The records are given next. Repeat each one exactly.

Collected data entries:
◆ ◆ ◆ ◆ ◆ ◆ ◆

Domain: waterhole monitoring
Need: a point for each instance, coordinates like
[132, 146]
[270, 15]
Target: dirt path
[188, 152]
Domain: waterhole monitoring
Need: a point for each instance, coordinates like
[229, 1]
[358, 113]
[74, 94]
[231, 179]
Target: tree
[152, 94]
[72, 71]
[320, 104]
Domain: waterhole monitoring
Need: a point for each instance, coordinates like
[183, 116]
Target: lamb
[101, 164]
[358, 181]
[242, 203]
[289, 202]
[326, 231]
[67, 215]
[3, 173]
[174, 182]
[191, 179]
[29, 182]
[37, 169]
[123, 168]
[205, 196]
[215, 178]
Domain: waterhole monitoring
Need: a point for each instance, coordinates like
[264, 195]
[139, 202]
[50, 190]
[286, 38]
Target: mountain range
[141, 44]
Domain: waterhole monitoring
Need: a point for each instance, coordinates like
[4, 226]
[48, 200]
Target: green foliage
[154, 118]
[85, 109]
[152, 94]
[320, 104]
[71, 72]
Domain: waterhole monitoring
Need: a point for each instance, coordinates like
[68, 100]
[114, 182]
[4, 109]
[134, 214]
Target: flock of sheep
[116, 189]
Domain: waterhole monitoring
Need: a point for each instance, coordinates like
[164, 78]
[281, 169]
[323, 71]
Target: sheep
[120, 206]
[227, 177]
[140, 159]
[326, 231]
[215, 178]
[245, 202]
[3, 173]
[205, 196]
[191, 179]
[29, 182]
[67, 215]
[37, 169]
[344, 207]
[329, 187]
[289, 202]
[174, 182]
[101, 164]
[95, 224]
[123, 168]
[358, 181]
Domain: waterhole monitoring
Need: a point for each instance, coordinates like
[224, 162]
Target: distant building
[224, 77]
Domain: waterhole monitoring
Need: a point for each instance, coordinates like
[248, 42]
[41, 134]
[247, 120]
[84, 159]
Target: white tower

◆ ◆ ◆ ◆ ◆ ◆ ◆

- **EXPECTED ANSWER**:
Domain: waterhole monitoring
Need: a point for each instance, coordinates like
[132, 146]
[270, 15]
Target: dirt path
[188, 152]
Domain: waterhole monitoring
Need: a point for each instance, coordinates like
[229, 1]
[358, 113]
[74, 94]
[231, 179]
Target: tree
[152, 94]
[72, 71]
[320, 104]
Domain: waterhole monitoring
Need: a point for each instance, coordinates like
[183, 116]
Target: lamb
[101, 164]
[358, 181]
[242, 203]
[289, 202]
[326, 231]
[67, 215]
[3, 173]
[174, 182]
[191, 179]
[29, 182]
[37, 169]
[123, 168]
[205, 196]
[215, 178]
Domain: waterhole monitoring
Need: a point for each instance, coordinates like
[264, 195]
[139, 202]
[50, 190]
[286, 38]
Target: mountain range
[141, 44]
Domain: waterhole monitoring
Need: a point for each instance, coordinates like
[4, 226]
[48, 200]
Target: green foliage
[154, 118]
[85, 109]
[152, 94]
[320, 104]
[71, 72]
Domain: waterhole monitoring
Need: a point for each instance, coordinates like
[68, 100]
[114, 182]
[4, 109]
[134, 214]
Target: flock of sheep
[116, 189]
Domain: waterhole monitoring
Need: a point for each instance, coordinates like
[164, 78]
[281, 169]
[323, 71]
Target: sheep
[120, 206]
[227, 177]
[140, 159]
[326, 231]
[215, 178]
[245, 202]
[3, 173]
[205, 196]
[191, 179]
[29, 182]
[67, 215]
[37, 169]
[344, 207]
[329, 187]
[289, 202]
[174, 182]
[101, 164]
[95, 224]
[123, 168]
[358, 181]
Domain: waterhole monitoring
Need: a point for each instance, coordinates like
[224, 162]
Target: distant building
[224, 77]
Domain: waterhole monitoring
Need: a point for each instance, coordinates like
[248, 42]
[41, 134]
[247, 120]
[84, 159]
Target: white tower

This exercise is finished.